Tasks to carry out:
• A. According to the opening comment of the discussion thread, which four people have given the world productivity gains?
• B. Please repeat the discussion thread word for word from "Source? I think" to "given the world.".
• C. Condense the paragraph of the discussion thread that begins "What's the right wealth level for people?" into a shorter version that keeps its main points.

Source? I think Linus Torvalds and Norman Borlaug both easily did this. Jeff Bezos and Bill Gates certainly might be up there. $140 billion is not that much when you compare the productivity gains just these four people have given the world.

3 comments

> Source?

The reality of physics and human capability?

> I think Linus Torvalds and Norman Borlaug both easily did this.

They had a part in it, but it's the people/ecosystem that creates the wealth, not an individual. Linus didn't create all the distros. He didn't install it on all the servers around the world.

> Jeff Bezos and Bill Gates certainly might be up there.

They themselves didn't create $140 billion of anything. It took the efforts of hundreds of thousands/millions of people, along with highly favorable laws and the society in which they lived in. Also, Bezos and Gates destroyed a lot of businesses as well with their monopolistic practices. As a matter of fact, when it comes to gates/microsoft, I'd say it's an overall net negative as microsoft set back computing/computer literacy more than anything.

I thought the fallacy/myth of the "great man" nonsense died with Jobs. There were plenty of people who thought Apple was over when Jobs died. But I guess it's alive and well today.

What's the right wealth level for people? I don't know. Personally, I think the best way combat wealth inequality is to create laws to foster competition so that one company doesn't become a monopoly. But instead, we are in an era of mergers, monopolies and consolidation. So wealth inequality will inevitably continue to grow.

>> They had a part in it, but it's the people/ecosystem that creates the wealth, not an individual. Linus didn't create all the distros. He didn't install it on all the servers around the world.

One is a much more replaceable skill than the other in this equation. That's why Torvalds has contributed more to world productivity than most.

> One is a much more replaceable skill than the other in this equation. That's why Torvalds has contributed more to world productivity than most.

What is? It takes as plenty of skill to build a distro ( along with the package management systems, etc ) as it does to write a kernel. I understand that to most people, "kernel" = magic, but it really isn't. Not to mention many people helped develop the linux kernel.

Linus deserves credit, but so does red hat, slackware, debian, etc. Without those distros and GNU project, nobody would know of linus or the linux kernel. And the vast majority most of the GNU/Linux OS ecosystem is non-linux.

> That's why Torvalds has contributed more to world productivity than most.

The "great man" nonsense really has staying power. Using your logic, Torvalds' mother has contributed even more than torvalds to world productivity because she created linus...

No! The burden of proof is on you. Please explain in detail exactly how Torvalds in 50 years of living has created $140 billion dollars of value. How many billions of value did he create this year? How many did he create last year? And so on.
Uh, Linux and its derivations drive over half of the computing power in the world, yielding insane productivity gains for people of all classes, races, ages, and geographic locations.

I think that speaks for itself.

Thanks for missing the point, uh. Explain exactly which of Torvalds actions that together created $150 billion of value. How many billions was uploading the Linux kernel to ftp in 1991 worth? How many billions was created when git was launched?

Supplied data:

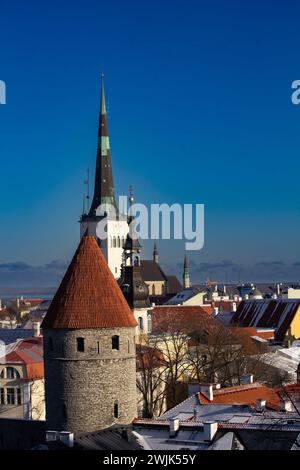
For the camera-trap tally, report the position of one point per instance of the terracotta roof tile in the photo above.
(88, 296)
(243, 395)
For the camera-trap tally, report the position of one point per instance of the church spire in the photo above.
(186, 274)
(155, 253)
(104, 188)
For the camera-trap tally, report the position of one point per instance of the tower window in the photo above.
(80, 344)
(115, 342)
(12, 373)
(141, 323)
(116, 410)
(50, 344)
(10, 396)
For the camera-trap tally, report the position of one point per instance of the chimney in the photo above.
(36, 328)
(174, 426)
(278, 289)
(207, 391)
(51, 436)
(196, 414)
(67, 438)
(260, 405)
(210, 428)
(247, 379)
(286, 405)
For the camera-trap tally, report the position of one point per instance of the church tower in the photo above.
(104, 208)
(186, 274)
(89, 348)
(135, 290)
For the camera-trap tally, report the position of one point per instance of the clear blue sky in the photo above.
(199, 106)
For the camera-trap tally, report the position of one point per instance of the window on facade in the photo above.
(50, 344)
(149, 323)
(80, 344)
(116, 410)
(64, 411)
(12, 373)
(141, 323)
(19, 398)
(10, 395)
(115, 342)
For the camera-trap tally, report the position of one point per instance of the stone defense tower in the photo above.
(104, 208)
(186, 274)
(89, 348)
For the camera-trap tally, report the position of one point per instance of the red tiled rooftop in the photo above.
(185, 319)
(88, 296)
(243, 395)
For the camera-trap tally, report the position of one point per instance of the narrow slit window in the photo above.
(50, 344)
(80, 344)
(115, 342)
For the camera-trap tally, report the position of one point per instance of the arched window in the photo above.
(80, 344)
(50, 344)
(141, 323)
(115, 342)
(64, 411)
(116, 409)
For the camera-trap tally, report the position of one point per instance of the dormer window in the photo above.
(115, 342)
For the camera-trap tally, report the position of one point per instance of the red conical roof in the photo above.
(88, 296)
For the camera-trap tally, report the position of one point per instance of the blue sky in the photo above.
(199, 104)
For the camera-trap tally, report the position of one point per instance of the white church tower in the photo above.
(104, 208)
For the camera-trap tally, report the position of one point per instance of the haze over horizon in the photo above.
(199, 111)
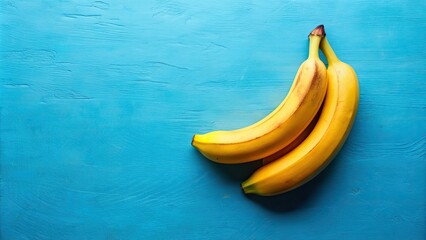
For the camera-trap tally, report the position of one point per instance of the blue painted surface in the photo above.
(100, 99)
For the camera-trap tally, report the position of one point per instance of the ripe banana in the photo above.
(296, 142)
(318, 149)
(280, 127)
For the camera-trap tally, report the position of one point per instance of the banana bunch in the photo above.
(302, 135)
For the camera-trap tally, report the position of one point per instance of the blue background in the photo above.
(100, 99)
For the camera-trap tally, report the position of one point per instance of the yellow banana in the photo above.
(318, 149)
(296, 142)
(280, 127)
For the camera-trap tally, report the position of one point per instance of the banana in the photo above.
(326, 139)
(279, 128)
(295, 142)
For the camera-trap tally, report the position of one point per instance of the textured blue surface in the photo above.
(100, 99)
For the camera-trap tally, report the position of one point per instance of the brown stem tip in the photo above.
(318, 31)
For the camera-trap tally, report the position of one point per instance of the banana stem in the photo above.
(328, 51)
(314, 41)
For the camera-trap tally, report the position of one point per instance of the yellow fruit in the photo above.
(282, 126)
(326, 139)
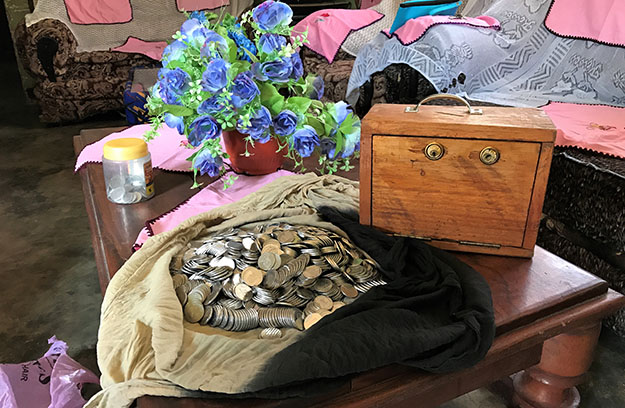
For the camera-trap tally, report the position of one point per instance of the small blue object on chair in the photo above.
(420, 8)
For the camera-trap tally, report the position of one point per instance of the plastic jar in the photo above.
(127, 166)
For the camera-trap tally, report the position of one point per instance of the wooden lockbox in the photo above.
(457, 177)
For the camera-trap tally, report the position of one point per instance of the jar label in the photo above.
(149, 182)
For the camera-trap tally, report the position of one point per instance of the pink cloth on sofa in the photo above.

Solutions to the tasks:
• A. Linus Torvalds, Norman Borlaug, Jeff Bezos and Bill Gates.

• B.
Source? I think Linus Torvalds and Norman Borlaug both easily did this. Jeff Bezos and Bill Gates certainly might be up there. $140 billion is not that much when you compare the productivity gains just these four people have given the world.

• C. The writer doesn't know the right wealth level but thinks the best way to combat wealth inequality is through laws that foster competition so no company becomes a monopoly. Because this is instead an era of mergers, monopolies and consolidation, wealth inequality will inevitably keep growing.